## start EXTRACTED DATA
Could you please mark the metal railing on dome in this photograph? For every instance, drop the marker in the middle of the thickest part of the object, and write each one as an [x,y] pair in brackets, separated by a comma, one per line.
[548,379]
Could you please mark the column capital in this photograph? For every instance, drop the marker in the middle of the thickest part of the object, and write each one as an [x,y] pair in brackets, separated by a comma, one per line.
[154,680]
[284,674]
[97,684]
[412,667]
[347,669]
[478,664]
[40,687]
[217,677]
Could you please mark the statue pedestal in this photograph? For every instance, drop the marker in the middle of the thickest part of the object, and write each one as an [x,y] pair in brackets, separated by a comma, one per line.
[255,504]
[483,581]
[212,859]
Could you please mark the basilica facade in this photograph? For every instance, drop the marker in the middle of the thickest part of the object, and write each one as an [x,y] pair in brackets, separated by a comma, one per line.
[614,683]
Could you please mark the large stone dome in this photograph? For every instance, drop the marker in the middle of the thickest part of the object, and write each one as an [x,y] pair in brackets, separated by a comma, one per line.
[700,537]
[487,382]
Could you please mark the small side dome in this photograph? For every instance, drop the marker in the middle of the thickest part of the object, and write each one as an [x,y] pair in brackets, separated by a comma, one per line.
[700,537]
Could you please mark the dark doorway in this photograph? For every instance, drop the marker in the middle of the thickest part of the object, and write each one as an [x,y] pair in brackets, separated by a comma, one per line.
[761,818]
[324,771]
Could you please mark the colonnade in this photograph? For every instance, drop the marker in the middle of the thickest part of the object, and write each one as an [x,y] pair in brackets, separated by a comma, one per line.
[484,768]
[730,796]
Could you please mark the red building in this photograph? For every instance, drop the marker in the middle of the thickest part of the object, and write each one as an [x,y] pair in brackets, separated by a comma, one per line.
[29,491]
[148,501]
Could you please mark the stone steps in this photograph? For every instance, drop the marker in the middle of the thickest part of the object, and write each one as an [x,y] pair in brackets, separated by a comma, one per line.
## end EXTRACTED DATA
## WHAT THE EXERCISE ASKS
Turn all of the rows above into a JSON list of strings, with one string for each line and no entries for blank lines.

## ANSWER TO THE PROBLEM
[
  "Could you please mark the metal railing on dome in this photograph? For every instance, drop the marker in the middle of the thickest part of the object, and write each one as an [x,y] pair in brackets, separated by a comma, one per line.",
  "[548,379]",
  "Could you please mark the column capital in this photograph? For every instance, drop the marker in the middle of the thickest part of the object, and write each one as an [x,y] pair in brackets, separated by a comma, one per line.",
  "[154,680]",
  "[284,674]",
  "[97,684]",
  "[412,667]",
  "[347,669]",
  "[478,664]",
  "[40,687]",
  "[217,677]",
  "Could you please mark the statue pedestal in this photograph? For every instance, drop the marker in the middle of the thickest part of the object, and write each one as an [x,y] pair in brackets, separated by a comma, one per line.",
  "[255,504]",
  "[483,581]",
  "[212,859]",
  "Could you please mark the basilica facade in this photograph? For every instance, drop the marker in the middle of the thickest part of the object, and write each one as an [x,y] pair in brackets, separated by a comma, one per line.",
  "[614,683]",
  "Could you please mark the large stone dome in this photograph? For every instance, drop the marker in the middle of the thickest part of the object, and write each one as an [x,y] pair in brackets, separated by a comma, one per line.",
  "[700,537]",
  "[487,382]",
  "Could you please mark the small side dome in this photograph? For every instance, drop the marker in the middle of the thickest part of the object, and write each one as an [x,y] pair in brackets, separated by a comma, one per line.",
  "[700,537]",
  "Could you please mark the dark doorway in this photograph? For every instance, drop the marker in the middle of the thickest part of the object, and write each one as an [x,y] pair in brackets, separated by a comma, one per line.",
  "[761,818]",
  "[324,771]",
  "Could you please mark the colonnade in this photograph? For every instance, drop the marker in the middle of the thickest part of the object, and write each one as an [x,y] pair in brackets, separated by a comma, one per line.",
  "[484,768]",
  "[730,796]",
  "Could you please mark the red building in this photograph? For every instance, drop the marker in the middle of the thickest part of the object, and write each one as an [x,y] pair in brackets, separated by a comma, one per line.",
  "[29,491]",
  "[148,501]",
  "Could you please mark the stone steps in this photograph? For every instance, drop the marker in the middle of the thickest part of the object, and write each one as an [x,y] pair in brackets, separated by a comma, one per line."
]